**Yapılacak Görev**
Code Geass hakkındaki metinde "Code Geass’ı başarılı" sözcükleriyle başlayan ve "herkes seksi falan." sözcükleri de dahil olmak üzere orada biten bölümü hiçbir değişiklik yapmadan yeniden yazınız.

**Metin Bölümü**
━━━━
Kaçmayı başaramayan Lelouch kamyonun içerisinde yakalanır. Onu yakalayan çocukluk arkadaşı Suzaku’dur. Bu sırada kamyonda kapalı olan ve zehirli gaz zannedilen bir bölme açılır, içerisinden esrarengiz bir kız çıkar. Bu sırada olay yerine gelen Britanya askerleri Lelouch ve kızı yakalar. Leouch’un vurulmasına engel olmak isteyen Suzaku, Britanya askerleri tarafından vurulur. Lelouch’un öldürülmesine engel olmak isteyen kız da vurulur ancak kız ölmeden önce Lelouch’a özel bir güç olan “Geass”ı verir. Lelouch, kendisine verilen bu gücü Britanya İmparatorluğunu yok etmek için kullanmaya karar verir.

Britanya gibi kocaman bir imparatorluğa kafa tutan Lelouch, yalnız kalmayacaktır. Zamanla geliştirdiği ve kullandığı bu güç, yoldaş bulmasına yardımcı olacaktır.

Code Geass, özellikle Death Note‘a olan benzerliğiyle bilinir. Animeyi izlerken karakterler arasında bazı benzerliklerin olduğunu fark edeceksiniz. Hatta bazı sahneler inanılmaz benziyor. Karizmatik ve akıllı karakterimiz Light, dünyaya kendi adaletini getirmek istiyordu. Code Geass’ın Lelouch‘u da hemen hemen aynı mantıkla hareket ediyor. Bir lise öğrencisine göre fazla akıllı ve “geass” isimli güce sahip olduktan sonra, tüm hayatı değişiyor.

Lelouch, gerçek kimliğini Zero ismiyle saklıyor

Geass demişken, bu güç insanları kontrol etmeye yarıyor ancak onun da bir sınırı var. Bu gücü öylece ortalıkta kullanmaması gerektiğini bilen Lelouch, çok farklı taktikler ve akıl oyunları yaparak insanları yanına çekiyor. Ayrıca Death Note’un Light’ı kadar da acımasız değil. Kısacası benim tavsiyem bu iki animeyi kıyaslamadan izlemeye çalışın. 

Code Geass’ı başarılı yapan, içerisinde birçok konuyu ve türü barındırması. Aksiyon, macera, mecha, aşk ve dramayı bizlere sunan Code Geass, çok farklı noktalardan kalbinizi kazanacak. İtiraf etmeliyim ki herkese hitap eden bir çizim anlayışı yok. Doğal olarak, erkek karakterlerin fizikleri sizlere fazla kadınsı gelebilir. Animenin genelinde, çirkin diye bir kavram yok zaten. Herkes bebek yüzlü, herkes seksi falan.
━━━━
**Verilen Bilgiler**
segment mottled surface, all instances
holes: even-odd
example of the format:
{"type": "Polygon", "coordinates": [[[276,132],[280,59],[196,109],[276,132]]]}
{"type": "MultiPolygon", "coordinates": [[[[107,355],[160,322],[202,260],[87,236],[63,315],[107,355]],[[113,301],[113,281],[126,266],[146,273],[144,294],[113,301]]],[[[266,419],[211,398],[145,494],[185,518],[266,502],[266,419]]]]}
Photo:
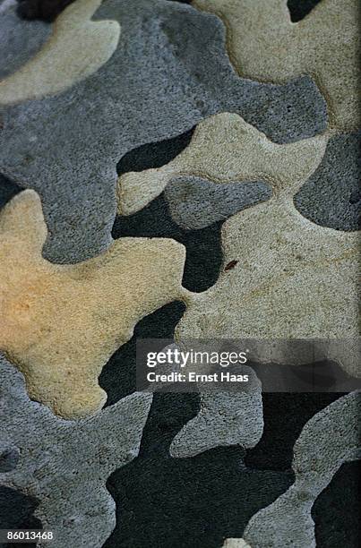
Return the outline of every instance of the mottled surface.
━━━━
**Doğru Cevap**
Code Geass’ı başarılı yapan, içerisinde birçok konuyu ve türü barındırması. Aksiyon, macera, mecha, aşk ve dramayı bizlere sunan Code Geass, çok farklı noktalardan kalbinizi kazanacak. İtiraf etmeliyim ki herkese hitap eden bir çizim anlayışı yok. Doğal olarak, erkek karakterlerin fizikleri sizlere fazla kadınsı gelebilir. Animenin genelinde, çirkin diye bir kavram yok zaten. Herkes bebek yüzlü, herkes seksi falan.